TO BE DONE: Copy out the data below line for line, leaving every character unchanged.

Excerpts from a detection dataset:
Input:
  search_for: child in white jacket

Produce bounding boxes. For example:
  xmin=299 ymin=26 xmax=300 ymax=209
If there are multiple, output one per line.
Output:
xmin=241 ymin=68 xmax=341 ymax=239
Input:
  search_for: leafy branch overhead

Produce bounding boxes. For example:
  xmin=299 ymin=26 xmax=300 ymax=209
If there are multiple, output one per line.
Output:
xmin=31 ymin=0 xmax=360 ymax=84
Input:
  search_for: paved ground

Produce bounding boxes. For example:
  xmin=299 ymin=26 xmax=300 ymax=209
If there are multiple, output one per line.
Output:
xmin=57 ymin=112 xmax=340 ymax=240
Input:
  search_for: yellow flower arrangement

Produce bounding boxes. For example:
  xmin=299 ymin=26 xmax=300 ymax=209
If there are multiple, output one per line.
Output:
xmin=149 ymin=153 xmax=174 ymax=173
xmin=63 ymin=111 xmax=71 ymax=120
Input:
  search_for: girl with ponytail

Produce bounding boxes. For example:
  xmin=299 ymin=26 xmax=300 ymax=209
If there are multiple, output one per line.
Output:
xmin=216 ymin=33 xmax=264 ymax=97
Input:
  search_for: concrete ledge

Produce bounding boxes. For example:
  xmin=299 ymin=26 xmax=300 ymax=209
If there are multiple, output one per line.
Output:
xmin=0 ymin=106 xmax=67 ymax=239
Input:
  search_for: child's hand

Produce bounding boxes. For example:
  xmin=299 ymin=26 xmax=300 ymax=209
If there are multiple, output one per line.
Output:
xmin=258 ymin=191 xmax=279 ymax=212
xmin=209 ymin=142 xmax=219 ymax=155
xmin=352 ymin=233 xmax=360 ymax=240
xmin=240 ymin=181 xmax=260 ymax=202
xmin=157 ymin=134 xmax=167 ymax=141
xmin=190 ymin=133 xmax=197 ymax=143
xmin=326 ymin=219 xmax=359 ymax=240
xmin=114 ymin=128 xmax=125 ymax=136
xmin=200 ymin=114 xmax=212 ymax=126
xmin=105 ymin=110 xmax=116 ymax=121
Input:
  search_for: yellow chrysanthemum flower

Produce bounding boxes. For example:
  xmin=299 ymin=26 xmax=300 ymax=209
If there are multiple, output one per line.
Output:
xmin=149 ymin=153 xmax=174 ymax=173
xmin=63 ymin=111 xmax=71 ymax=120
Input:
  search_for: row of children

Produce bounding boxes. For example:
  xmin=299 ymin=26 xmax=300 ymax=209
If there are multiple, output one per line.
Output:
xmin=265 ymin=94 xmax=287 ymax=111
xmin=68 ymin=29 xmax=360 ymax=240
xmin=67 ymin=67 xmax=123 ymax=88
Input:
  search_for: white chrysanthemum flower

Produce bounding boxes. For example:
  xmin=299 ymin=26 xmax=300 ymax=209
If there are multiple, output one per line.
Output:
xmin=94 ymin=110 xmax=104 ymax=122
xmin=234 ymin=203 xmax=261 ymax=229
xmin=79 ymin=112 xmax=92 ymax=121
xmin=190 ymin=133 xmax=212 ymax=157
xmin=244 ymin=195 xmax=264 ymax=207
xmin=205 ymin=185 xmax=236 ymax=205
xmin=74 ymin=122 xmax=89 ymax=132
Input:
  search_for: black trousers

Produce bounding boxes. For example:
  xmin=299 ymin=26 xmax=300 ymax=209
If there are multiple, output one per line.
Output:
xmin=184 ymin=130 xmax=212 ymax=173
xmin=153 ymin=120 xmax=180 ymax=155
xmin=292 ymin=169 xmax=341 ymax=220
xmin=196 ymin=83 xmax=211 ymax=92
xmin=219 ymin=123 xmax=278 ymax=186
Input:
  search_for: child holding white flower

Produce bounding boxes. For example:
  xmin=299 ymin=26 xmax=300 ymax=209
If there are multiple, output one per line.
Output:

EXERCISE RESPONSE:
Input:
  search_for: child in white jacket

Produce bounding boxes. For example:
  xmin=299 ymin=26 xmax=300 ymax=209
If there are multiple, output one per line.
Output:
xmin=241 ymin=68 xmax=341 ymax=239
Input:
  search_for: leafy branch overhead

Produce bounding boxes. For example:
  xmin=299 ymin=26 xmax=300 ymax=209
If there are multiple, output one per line.
Output:
xmin=31 ymin=0 xmax=360 ymax=84
Input:
  search_for: paved ground

Produce bounding boxes. For example:
  xmin=299 ymin=26 xmax=300 ymax=209
If there are multiple, output one per line.
Output:
xmin=57 ymin=112 xmax=340 ymax=240
Input:
  search_for: yellow flower arrangement

Produce bounding boxes. For example:
  xmin=299 ymin=26 xmax=300 ymax=209
If there are multiple, output one per line.
Output:
xmin=149 ymin=153 xmax=174 ymax=173
xmin=63 ymin=111 xmax=71 ymax=120
Input:
  search_for: girl with ponytail

Produce bounding boxes. For example:
  xmin=299 ymin=26 xmax=300 ymax=209
If there are multiple, output one per line.
Output:
xmin=216 ymin=33 xmax=264 ymax=97
Input:
  search_for: concrete ledge

Produce bounding boxes. For example:
  xmin=299 ymin=26 xmax=300 ymax=209
If there are multiple, output one per line.
Output:
xmin=0 ymin=106 xmax=67 ymax=239
Input:
  search_for: child's hand

Produce bounding boxes. For example:
  xmin=299 ymin=26 xmax=300 ymax=209
If there are multiple, output one per line.
Output:
xmin=258 ymin=191 xmax=279 ymax=212
xmin=209 ymin=142 xmax=219 ymax=155
xmin=352 ymin=233 xmax=360 ymax=240
xmin=240 ymin=181 xmax=260 ymax=202
xmin=157 ymin=134 xmax=167 ymax=141
xmin=190 ymin=133 xmax=197 ymax=143
xmin=326 ymin=219 xmax=359 ymax=240
xmin=114 ymin=128 xmax=125 ymax=136
xmin=200 ymin=114 xmax=212 ymax=126
xmin=105 ymin=110 xmax=116 ymax=121
Input:
  search_for: yellow chrysanthemum flower

Produce bounding boxes. For example:
  xmin=299 ymin=26 xmax=300 ymax=209
If there are multiple, output one per line.
Output:
xmin=149 ymin=153 xmax=174 ymax=173
xmin=63 ymin=111 xmax=71 ymax=120
Input:
  search_for: row of children

Produce bounding boxes. For example:
  xmin=299 ymin=26 xmax=300 ymax=209
If there are multiple, output one per line.
Output:
xmin=265 ymin=94 xmax=287 ymax=111
xmin=68 ymin=29 xmax=360 ymax=240
xmin=67 ymin=67 xmax=123 ymax=88
Input:
  search_for: white chrysanthemum flower

Produce bounding boxes. For example:
  xmin=299 ymin=26 xmax=300 ymax=209
If there are multiple, output one per line.
Output:
xmin=94 ymin=110 xmax=104 ymax=122
xmin=234 ymin=203 xmax=261 ymax=229
xmin=79 ymin=112 xmax=92 ymax=121
xmin=190 ymin=133 xmax=212 ymax=157
xmin=244 ymin=195 xmax=264 ymax=207
xmin=205 ymin=185 xmax=236 ymax=205
xmin=74 ymin=122 xmax=89 ymax=132
Input:
  search_for: black trousers

Produce bounding boxes. For example:
  xmin=299 ymin=26 xmax=300 ymax=209
If there are multiple, output one per line.
Output:
xmin=184 ymin=130 xmax=212 ymax=173
xmin=153 ymin=120 xmax=180 ymax=155
xmin=292 ymin=169 xmax=341 ymax=220
xmin=196 ymin=83 xmax=211 ymax=92
xmin=219 ymin=123 xmax=278 ymax=186
Input:
  search_for: child holding white flower

Produce bounding boxes. For example:
  xmin=299 ymin=26 xmax=300 ymax=209
If there are multiple, output one per line.
Output:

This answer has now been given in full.